What you will do:
Count the lines in the records that contain the string "blossom", treating uppercase and lowercase letters as different. Reply with the number only.

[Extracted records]
....................
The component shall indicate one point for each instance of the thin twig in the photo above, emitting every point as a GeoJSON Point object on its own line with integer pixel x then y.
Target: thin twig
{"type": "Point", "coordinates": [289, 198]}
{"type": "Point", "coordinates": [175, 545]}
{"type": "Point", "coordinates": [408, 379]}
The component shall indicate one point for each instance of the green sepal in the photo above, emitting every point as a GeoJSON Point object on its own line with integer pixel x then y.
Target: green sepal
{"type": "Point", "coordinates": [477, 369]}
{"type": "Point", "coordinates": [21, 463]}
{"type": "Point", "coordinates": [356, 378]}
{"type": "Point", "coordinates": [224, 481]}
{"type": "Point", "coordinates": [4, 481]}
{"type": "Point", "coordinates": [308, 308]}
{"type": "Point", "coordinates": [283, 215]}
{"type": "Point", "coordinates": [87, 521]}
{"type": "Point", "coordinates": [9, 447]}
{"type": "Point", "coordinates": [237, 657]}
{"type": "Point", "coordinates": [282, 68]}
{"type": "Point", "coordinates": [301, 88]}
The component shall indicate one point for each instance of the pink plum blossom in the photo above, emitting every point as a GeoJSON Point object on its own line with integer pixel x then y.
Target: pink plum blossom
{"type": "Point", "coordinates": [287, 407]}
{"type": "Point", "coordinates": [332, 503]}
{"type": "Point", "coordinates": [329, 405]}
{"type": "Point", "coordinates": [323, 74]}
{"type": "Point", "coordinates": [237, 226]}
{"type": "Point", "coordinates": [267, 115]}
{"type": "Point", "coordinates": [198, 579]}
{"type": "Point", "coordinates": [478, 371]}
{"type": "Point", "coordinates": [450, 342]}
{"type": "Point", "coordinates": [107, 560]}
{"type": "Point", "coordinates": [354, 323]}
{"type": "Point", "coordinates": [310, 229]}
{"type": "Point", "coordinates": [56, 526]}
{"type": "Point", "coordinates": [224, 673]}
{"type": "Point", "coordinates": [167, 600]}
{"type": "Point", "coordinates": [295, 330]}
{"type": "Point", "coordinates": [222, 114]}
....................
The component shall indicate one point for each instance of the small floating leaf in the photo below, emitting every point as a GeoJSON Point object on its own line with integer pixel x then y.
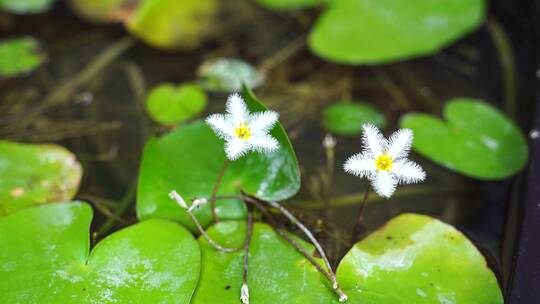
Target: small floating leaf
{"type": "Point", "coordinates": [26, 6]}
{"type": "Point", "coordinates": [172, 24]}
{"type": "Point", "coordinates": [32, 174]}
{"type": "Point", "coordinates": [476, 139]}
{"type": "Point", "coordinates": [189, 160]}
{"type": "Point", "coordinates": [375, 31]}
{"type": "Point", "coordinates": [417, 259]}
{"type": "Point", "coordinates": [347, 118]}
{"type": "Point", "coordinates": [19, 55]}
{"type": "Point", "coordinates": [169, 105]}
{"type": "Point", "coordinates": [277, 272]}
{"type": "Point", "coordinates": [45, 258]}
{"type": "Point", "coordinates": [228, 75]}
....................
Answer to this task:
2